***** DATA LISTING *****

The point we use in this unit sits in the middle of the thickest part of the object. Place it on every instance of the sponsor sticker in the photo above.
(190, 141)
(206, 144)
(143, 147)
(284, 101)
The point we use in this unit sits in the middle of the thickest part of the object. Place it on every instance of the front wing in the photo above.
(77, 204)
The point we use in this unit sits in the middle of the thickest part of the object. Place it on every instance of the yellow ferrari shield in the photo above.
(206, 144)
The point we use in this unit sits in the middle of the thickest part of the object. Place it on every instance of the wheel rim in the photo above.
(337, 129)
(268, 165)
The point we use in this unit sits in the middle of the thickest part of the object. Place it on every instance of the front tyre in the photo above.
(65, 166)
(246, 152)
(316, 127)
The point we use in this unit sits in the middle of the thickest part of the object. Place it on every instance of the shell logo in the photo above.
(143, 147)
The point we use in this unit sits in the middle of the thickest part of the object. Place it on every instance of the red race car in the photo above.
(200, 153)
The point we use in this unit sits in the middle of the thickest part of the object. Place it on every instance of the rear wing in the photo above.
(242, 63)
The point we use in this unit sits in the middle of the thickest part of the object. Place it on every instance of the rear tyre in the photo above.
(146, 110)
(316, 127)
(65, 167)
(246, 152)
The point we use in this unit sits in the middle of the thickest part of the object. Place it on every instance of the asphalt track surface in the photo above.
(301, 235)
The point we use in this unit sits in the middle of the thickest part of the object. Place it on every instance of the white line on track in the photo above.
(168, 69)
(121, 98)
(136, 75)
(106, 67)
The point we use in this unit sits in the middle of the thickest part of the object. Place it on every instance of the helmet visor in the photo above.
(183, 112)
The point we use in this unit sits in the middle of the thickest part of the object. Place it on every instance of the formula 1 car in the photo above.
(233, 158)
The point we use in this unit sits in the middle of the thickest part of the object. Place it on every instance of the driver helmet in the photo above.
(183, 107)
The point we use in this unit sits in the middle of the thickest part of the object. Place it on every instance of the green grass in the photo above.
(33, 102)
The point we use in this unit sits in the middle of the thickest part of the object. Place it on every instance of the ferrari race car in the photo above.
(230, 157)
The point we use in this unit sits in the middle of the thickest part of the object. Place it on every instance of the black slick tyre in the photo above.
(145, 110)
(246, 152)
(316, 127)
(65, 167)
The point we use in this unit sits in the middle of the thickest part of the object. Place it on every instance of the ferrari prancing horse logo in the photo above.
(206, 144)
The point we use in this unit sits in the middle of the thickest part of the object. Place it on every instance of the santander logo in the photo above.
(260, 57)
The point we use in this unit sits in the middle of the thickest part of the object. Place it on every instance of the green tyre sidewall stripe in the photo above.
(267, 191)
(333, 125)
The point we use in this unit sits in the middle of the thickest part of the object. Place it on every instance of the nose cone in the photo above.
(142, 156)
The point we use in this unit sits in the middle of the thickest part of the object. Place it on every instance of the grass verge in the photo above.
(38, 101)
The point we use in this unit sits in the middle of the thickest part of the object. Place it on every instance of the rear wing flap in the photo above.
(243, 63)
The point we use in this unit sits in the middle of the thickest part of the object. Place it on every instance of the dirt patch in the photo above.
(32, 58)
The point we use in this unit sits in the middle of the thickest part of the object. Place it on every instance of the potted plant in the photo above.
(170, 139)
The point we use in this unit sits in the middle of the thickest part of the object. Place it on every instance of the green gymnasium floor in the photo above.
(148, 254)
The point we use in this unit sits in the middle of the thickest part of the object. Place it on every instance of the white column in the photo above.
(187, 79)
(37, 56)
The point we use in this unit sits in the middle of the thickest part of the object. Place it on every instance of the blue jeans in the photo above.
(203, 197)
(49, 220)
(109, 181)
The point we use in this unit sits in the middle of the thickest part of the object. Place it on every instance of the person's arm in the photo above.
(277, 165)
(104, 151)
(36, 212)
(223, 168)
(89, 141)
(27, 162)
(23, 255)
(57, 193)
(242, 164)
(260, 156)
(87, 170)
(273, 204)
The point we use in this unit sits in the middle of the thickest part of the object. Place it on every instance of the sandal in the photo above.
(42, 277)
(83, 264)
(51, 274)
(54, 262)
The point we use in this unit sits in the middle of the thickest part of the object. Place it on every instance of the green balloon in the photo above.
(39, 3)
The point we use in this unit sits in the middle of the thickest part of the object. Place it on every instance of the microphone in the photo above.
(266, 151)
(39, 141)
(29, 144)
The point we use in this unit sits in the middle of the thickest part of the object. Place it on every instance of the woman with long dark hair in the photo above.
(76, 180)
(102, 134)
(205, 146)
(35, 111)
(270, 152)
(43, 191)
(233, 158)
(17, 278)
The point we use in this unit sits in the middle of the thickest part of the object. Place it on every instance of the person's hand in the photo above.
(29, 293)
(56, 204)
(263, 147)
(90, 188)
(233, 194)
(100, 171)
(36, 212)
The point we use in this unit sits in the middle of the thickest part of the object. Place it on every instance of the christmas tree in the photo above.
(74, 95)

*****

● **OBJECTIVE**:
Copy all of the records above word for word, keeping them in the same order.

● **FINAL RESULT**:
The point we use in this unit sits in the middle of the thickest part of the object. Place it on every instance of the sponsor sticker in the photo above.
(190, 141)
(206, 144)
(143, 147)
(284, 101)
The point we use in this unit sits in the middle of the thickest part of the object. Place it on every instance of the front wing in the photo above.
(77, 204)
The point we use in this unit sits in the middle of the thickest part of the object. Place it on every instance of the yellow ferrari shield in the photo above.
(206, 144)
The point we use in this unit sits in the middle of the thickest part of the object. Place it on every instance of the wheel rim in the photo above.
(337, 129)
(268, 165)
The point we use in this unit sits in the middle of the thickest part of the object. Place it on every instance of the front tyre in the photo above.
(65, 166)
(246, 152)
(316, 127)
The point we use in this unit sits in the middle of the thickest part of the object. Place it on every instance of the shell logo in the photo above.
(143, 147)
The point we use in this unit sits in the middle of the thickest part of the object. Place it on every instance of the red race car in the photo above.
(200, 153)
The point we use in this unit sits in the middle of the thickest part of the object. Place it on every instance of the rear wing in the photo above.
(242, 63)
The point we use in this unit sits in the middle of the thickest part of the object. Place it on every instance of the rear tyre in the photo above.
(146, 110)
(316, 127)
(65, 167)
(246, 152)
The point we use in this unit sits in the middle of the thickest part of the object. Place it on every instance of the asphalt track surface in the photo above.
(301, 235)
The point we use in this unit sits in the middle of the thickest part of the object. Place it on every instance of the white line on track in the photo above.
(168, 69)
(121, 98)
(136, 75)
(106, 67)
The point we use in this unit sits in the middle of the thickest part of the object. Place it on every instance of the helmet visor in the photo above.
(183, 112)
The point we use in this unit sits in the middle of the thickest part of the object. Place it on every instance of the formula 1 car in the photo above.
(233, 158)
The point we use in this unit sits in the middle of the thickest part of the object. Place it on every instance of the driver helmet in the photo above.
(183, 107)
The point we use in this unit sits in the middle of the thickest part of the object. Place it on every instance of the green grass in the photo above.
(33, 102)
The point we use in this unit sits in the middle of the thickest part of the object. Place it on every instance of the ferrari race car in the photo above.
(230, 157)
The point we use in this unit sits in the middle of the thickest part of the object. Place it on every instance of the black slick tyre in the photo above.
(145, 110)
(246, 152)
(316, 127)
(65, 167)
The point we use in this unit sits in the middle of the thickest part of the object. Place it on every instance of the ferrari prancing horse logo in the photo above.
(206, 144)
The point we use in this unit sits in the middle of the thickest part of the object. Place it on every instance of the santander logo in the photo above.
(260, 57)
The point we use in this unit sits in the middle of the thickest part of the object. Place it on every instance of the green tyre sidewall stripe in the photo above.
(267, 191)
(333, 125)
The point we use in this unit sits in the middle of the thickest part of the object. Place it on every instance of the nose cone in the photo above.
(142, 156)
The point we use in this unit sits in the middle of the thickest part of the object. Place it on every instance of the grass verge in the photo above.
(38, 101)
The point we use in this unit sits in the middle of the thickest part of the object. Place it on every instance of the rear wing flap in the photo above.
(243, 63)
The point we use in this unit sits in the middle of the thickest part of the object. Place it on every instance of the dirt patch in the photo above.
(32, 58)
The point we use in this unit sits in the middle of the thickest part of the object. Place it on every instance of the potted plant in the photo above.
(170, 139)
The point we use in this unit sits in the middle of the thickest part of the object. Place it on every instance of the green gymnasium floor in the photo above.
(148, 254)
The point we use in this unit sits in the middle of the thickest part of the object. Place it on every instance of the white column in the photo above.
(187, 79)
(37, 56)
The point we use in this unit sits in the middle of the thickest part of the object. Place it on every instance of the blue jeans in the photo above.
(203, 197)
(49, 220)
(109, 181)
The point we use in this unit sits in the middle of the thickest part of the object. Place it on every instance of the person's arm in the photo above.
(277, 165)
(104, 151)
(36, 212)
(223, 168)
(89, 141)
(27, 162)
(23, 255)
(57, 193)
(242, 164)
(260, 156)
(87, 170)
(273, 204)
The point we use in this unit sits in the middle of the thickest part of the object. Place it on every instance of the sandal in the photo above.
(42, 277)
(83, 264)
(51, 274)
(54, 262)
The point we use in this unit sits in the middle of the thickest part of the object. Place it on every instance of the green balloon in the photo above.
(39, 3)
The point we use in this unit sits in the middle of the thickest part of the object. Place it on every instance of the microphone in the photo above.
(266, 151)
(39, 141)
(29, 144)
The point we use in this unit sits in the middle of the thickest part of the object. Place it on every instance of the woman with long dark hair in the photo above.
(76, 180)
(102, 134)
(205, 146)
(35, 111)
(270, 152)
(43, 191)
(233, 158)
(17, 278)
The point we use in this unit sits in the middle of the thickest part of the object. Place it on every instance of the person's hand in the photo above.
(29, 293)
(56, 204)
(263, 147)
(90, 188)
(233, 194)
(100, 171)
(36, 212)
The point we use in this unit sits in the middle of the thickest part of the object. Place it on every instance of the christmas tree in the photo above.
(74, 95)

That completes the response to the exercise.